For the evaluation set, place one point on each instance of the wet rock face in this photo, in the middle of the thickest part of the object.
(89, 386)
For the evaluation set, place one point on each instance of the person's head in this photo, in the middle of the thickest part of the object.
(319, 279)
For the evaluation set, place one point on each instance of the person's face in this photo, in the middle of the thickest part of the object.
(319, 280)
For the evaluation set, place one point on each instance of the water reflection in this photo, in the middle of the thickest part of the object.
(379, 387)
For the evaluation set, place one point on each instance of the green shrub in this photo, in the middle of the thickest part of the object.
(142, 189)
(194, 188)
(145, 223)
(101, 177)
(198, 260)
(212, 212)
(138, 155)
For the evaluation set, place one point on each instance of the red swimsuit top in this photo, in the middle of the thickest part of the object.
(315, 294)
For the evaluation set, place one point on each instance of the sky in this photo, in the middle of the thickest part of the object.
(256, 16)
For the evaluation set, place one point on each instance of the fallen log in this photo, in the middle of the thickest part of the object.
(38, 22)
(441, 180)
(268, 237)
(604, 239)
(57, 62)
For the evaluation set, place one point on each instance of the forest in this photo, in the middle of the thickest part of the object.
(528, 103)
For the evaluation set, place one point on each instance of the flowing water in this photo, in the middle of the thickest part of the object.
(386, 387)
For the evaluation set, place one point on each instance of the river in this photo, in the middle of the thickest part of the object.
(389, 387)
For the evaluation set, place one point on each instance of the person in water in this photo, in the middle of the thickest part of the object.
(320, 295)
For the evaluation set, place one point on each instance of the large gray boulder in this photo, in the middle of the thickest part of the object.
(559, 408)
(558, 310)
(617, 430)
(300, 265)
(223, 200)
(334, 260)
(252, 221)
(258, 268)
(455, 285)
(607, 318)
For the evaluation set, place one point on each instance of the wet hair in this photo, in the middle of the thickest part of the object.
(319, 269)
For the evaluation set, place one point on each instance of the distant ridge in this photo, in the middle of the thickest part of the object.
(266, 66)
▬▬▬▬▬▬▬▬▬▬
▶ [PROBLEM STATEMENT]
Rewrite the stretch of rows from the one containing "of the fallen" through the end of the rows, both ends included, keeping every request unchanged. Multiply each point coordinate in the answers by 1.25 and round to whole numbers, with halves rounding up, and give only these rows.

▶ [EXERCISE SOLUTION]
For the evaluation set, place one point on each instance of the fallen log in this photo, in the middle of the thickest part of the object.
(48, 28)
(551, 225)
(335, 296)
(755, 299)
(71, 78)
For the evaluation set, place one point on each instance of the forest in this photo, in the middle of the thickest part of the object.
(660, 129)
For the evaluation set, place one point on each instance of the flowing water in this photo, in the middle of the thickest part of the object.
(483, 484)
For the evaluation set, place one point on each instance of the river in this photo, in the middle of the thickest part of the object.
(486, 484)
For the evaluation set, place one point on each instance of the person in water in this photo, in the middle of the thickest part of the object.
(400, 369)
For the evaluation set, place one point on each instance of the large gray boulder in this photo, in the middle of the thickest part of the object.
(699, 510)
(698, 388)
(771, 538)
(375, 331)
(279, 250)
(418, 325)
(315, 276)
(323, 335)
(569, 356)
(759, 398)
For the evaluation set, place one point on each instance of the wet hair in this photo, in the middle of the thickest part of the object.
(399, 336)
For the evaluation set, place one point on each instance of the distant ridge in this photo, in the middle of the thickest part of the object.
(333, 83)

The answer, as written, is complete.